▶ [Aim of the task]:
Extract all of the lines below and copy each one word for word, without changing anything.
━━━━━━━━
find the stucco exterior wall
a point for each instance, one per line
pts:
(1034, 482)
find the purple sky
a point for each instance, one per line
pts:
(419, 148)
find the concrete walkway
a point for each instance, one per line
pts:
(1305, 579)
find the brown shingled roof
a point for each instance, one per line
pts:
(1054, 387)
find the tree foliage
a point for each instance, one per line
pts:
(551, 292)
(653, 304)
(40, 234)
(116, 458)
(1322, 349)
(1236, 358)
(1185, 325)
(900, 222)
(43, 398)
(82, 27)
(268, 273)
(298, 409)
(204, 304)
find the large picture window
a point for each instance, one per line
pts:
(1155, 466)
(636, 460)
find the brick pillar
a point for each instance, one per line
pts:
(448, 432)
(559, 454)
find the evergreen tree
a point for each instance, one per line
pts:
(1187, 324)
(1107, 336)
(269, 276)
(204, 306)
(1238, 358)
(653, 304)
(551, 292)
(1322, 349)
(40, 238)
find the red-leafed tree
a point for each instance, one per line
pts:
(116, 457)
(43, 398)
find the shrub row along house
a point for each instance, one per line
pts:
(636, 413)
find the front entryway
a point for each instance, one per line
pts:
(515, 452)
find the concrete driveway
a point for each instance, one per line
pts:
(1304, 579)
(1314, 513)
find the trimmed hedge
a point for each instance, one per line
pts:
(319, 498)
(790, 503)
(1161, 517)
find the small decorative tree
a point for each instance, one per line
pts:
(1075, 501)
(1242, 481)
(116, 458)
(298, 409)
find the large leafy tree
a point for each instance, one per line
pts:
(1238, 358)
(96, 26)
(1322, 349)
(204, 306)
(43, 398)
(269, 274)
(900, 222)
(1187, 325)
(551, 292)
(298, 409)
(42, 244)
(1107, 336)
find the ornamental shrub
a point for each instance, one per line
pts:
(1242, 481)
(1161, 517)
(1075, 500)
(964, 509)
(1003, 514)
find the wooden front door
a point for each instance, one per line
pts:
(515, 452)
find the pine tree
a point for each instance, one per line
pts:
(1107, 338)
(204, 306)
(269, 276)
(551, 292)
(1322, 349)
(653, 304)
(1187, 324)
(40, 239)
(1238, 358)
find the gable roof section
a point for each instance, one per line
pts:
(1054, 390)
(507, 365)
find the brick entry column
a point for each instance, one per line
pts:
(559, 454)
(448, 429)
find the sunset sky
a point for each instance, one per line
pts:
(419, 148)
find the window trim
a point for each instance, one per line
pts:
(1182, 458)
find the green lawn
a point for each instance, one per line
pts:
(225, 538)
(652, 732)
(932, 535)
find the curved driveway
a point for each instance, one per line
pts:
━━━━━━━━
▶ [Written solution]:
find the stucco exterior wall
a point for each instance, one per line
pts:
(1034, 482)
find the purple sky
a point for each instance, one per line
pts:
(419, 148)
find the concrete walkway
a point for each instance, one per line
pts:
(1305, 579)
find the brown shingled roof
a point for each instance, one per line
pts:
(1054, 387)
find the tree foliage
a point for each instance, one per line
pts:
(551, 292)
(653, 304)
(40, 234)
(116, 458)
(1322, 349)
(1236, 358)
(1185, 325)
(900, 222)
(43, 398)
(82, 27)
(268, 273)
(298, 409)
(204, 304)
find the large picture window
a point for each instance, one per line
pts:
(1155, 466)
(636, 460)
find the brick pillar
a point for each instance, one per line
pts:
(448, 432)
(559, 454)
find the evergreen tree
a point for each instance, one per line
pts:
(1187, 324)
(1107, 336)
(269, 276)
(204, 306)
(1238, 358)
(653, 304)
(551, 292)
(1322, 349)
(40, 238)
find the red-leafed tree
a point for each instance, one per line
pts:
(116, 457)
(43, 398)
find the shrub row along house
a point for each instance, one per line
pts:
(636, 413)
find the front entryway
a point for each instance, one per line
pts:
(515, 452)
find the concrete driveway
a point for each instance, one per line
pts:
(1304, 579)
(1314, 513)
find the trimmed hedge
a point for each instance, one per line
pts:
(319, 498)
(790, 503)
(1161, 517)
find the small decorative tree
a point for each instance, one per line
pts:
(1075, 501)
(1242, 481)
(116, 458)
(298, 409)
find the large leafy tree
a point for each instance, one per line
pts:
(1238, 358)
(96, 26)
(1322, 349)
(204, 306)
(43, 398)
(269, 274)
(900, 222)
(1187, 325)
(551, 292)
(298, 409)
(42, 244)
(1107, 336)
find the ornamental shrub
a point for each instance, one per line
pts:
(1242, 481)
(1161, 517)
(1075, 500)
(964, 509)
(1003, 514)
find the wooden front door
a point for each instance, one per line
pts:
(515, 452)
find the pine tree
a point for each instance, one per line
pts:
(1107, 338)
(204, 306)
(269, 276)
(551, 292)
(1322, 349)
(653, 304)
(1187, 324)
(40, 239)
(1238, 358)
find the gable roof section
a point for each instance, one per line
pts:
(1054, 390)
(507, 365)
find the brick entry column
a point for each instance, one per line
pts:
(559, 454)
(448, 429)
find the sunset sky
a point for each instance, one per line
pts:
(419, 148)
find the window trim
a point for each instance, one per line
pts:
(1182, 458)
find the green lawn
a point for each instance, one per line
pts:
(225, 538)
(652, 732)
(932, 535)
find the curved driveway
a point for each instance, one per line
pts:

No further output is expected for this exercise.